**Teks Hasil Ekstraksi**.
%%

Sejarah Pulau Madura

  A. SEJARAH PULAU MADURA 
   Perjalanan Sejarah Madura dimulai dari perjalanan Arya Wiraraja sebagai Adipati pertama di Madura pada abad 13. Dalam kitab nagarakertagama terutama pada tembang 15, mengatakan bahwa Pulau Madura semula bersatu dengan tanah Jawa, ini menujukkan bahwa pada tahun 1365an orang Madura dan orang Jawa merupakan bagian dari komunitas budaya yang sama.
    Sekitar tahun 900-1500, pulau ini berada di bawah pengaruh kekuasaan kerajaan Hindu Jawa timur seperti KediriSinghasari, dan Majapahit. Di antara tahun 1500 dan 1624, para penguasa Madura pada batas tertentu bergantung pada kerajaan-kerajaan Islam di pantai utara Jawa seperti Demak, Gresik, dan Surabaya. Pada tahun 1624, Madura ditaklukkan oleh Mataram. Sesudah itu, pada paruh pertama abad kedelapan belas Madura berada di bawah kekuasaan kolonial Belanda (mulai 1882), mula-mula oleh VOC, kemudian oleh pemerintah Hindia Belanda. Pada saat pembagian provinsi pada tahun 1920-an, Madura menjadi bagian dari provinsi Jawa Timur.[1]
    Sejarah mencatat Aria Wiraraja adalah Adipati Pertama di Madura, diangkat oleh Raja Kertanegara dari Singosari, tanggal 31 Oktober 1269. Pemerintahannya berpusat di Batuputih Sumenep, merupakan keraton pertama di Madura. Pengangkatan Aria Wiraraja sebagai Adipati I Madura pada waktu itu, diduga berlangsung dengan upacara kebesaran kerajaan Singosari yang dibawa ke Madura. Di Batuputih yang kini menjadi sebuah Kecamatan kurang lebih 18 Km dari Kota Sumenep, terdapat peninggalan-peninggalan keraton Batuputih, antara lain berupa tarian rakyat, tari Gambuh dan tari Satria.
B. GEOGRAFIS PULAU MADURA
    Kondisi geografis pulau Madura dengan topografi yang relatif datar di bagian selatan dan semakin kearah utara tidak terjadi perbedaan elevansi ketinggian yang begitu mencolok. Selain itu juga merupakan dataran tinggi tanpa gunung berapi dan tanah pertanian lahan kering. Komposisi tanah dan curah hujan yang tidak sama dilereng-lereng yang tinggi letaknya justru terlalu banyak sedangkan di lereng-lereng yang rendah malah kekurangan dengan demikian mengakibatkan Madura kurang memiliki tanah yang subur.

%%

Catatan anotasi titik
%%

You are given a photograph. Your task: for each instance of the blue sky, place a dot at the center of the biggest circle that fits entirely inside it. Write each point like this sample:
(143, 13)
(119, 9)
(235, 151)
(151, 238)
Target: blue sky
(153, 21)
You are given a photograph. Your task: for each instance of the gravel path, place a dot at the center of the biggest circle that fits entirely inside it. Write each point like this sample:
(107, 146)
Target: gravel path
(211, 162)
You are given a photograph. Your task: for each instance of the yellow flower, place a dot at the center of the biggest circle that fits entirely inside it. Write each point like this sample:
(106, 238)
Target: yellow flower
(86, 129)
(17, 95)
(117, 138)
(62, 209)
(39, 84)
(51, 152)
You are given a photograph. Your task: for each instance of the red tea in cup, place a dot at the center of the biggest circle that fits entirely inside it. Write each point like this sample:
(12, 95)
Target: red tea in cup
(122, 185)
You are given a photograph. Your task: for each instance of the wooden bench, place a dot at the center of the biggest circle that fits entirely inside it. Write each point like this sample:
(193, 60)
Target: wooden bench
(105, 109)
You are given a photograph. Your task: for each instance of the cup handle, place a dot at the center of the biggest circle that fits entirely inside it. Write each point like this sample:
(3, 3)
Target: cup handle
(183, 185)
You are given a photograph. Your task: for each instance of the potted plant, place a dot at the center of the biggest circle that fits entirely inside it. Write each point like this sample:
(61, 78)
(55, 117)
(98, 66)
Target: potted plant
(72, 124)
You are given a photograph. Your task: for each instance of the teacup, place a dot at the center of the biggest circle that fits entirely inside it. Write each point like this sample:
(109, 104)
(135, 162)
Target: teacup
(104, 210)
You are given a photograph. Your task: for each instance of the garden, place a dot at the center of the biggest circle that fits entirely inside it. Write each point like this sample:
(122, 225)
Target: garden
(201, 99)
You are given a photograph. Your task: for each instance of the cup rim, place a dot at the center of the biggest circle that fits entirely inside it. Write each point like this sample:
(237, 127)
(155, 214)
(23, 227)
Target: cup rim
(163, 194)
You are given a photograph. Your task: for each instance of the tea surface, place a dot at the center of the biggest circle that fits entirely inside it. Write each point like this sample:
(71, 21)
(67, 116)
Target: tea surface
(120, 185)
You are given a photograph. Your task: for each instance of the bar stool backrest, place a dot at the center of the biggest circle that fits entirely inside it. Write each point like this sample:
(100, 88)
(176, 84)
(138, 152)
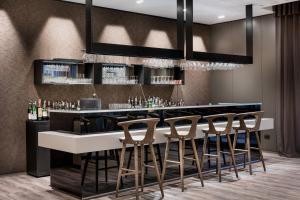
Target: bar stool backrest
(212, 118)
(258, 116)
(193, 129)
(149, 136)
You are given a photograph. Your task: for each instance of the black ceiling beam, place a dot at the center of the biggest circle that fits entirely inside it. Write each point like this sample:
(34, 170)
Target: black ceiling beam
(135, 51)
(217, 57)
(221, 58)
(189, 29)
(249, 30)
(88, 25)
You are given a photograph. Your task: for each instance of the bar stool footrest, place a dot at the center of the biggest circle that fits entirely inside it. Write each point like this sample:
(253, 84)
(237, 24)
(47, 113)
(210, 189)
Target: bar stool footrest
(172, 161)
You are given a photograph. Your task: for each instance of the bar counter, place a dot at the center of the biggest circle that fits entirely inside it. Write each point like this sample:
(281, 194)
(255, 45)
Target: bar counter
(75, 134)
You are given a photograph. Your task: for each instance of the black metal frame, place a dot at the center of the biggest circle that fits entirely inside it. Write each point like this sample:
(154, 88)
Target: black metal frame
(135, 51)
(217, 57)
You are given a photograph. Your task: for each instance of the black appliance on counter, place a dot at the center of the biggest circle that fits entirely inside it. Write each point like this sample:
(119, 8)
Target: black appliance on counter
(37, 158)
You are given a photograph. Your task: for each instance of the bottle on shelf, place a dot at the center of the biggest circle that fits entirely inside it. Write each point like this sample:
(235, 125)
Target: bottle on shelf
(34, 111)
(40, 110)
(44, 111)
(29, 111)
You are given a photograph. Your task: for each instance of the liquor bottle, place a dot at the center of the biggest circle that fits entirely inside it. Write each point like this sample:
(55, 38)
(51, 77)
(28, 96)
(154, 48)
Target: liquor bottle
(78, 105)
(29, 111)
(129, 102)
(34, 111)
(44, 111)
(140, 102)
(40, 110)
(135, 102)
(48, 108)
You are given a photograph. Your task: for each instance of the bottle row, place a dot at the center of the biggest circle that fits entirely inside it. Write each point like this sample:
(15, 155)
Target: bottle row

%%

Menurut teks tentang sejarah Pulau Madura, siapa yang mengangkat Aria Wiraraja sebagai Adipati pertama di Madura, dan pada tanggal berapa?

Raja Kertanegara dari Singosari, pada tanggal 31 Oktober 1269.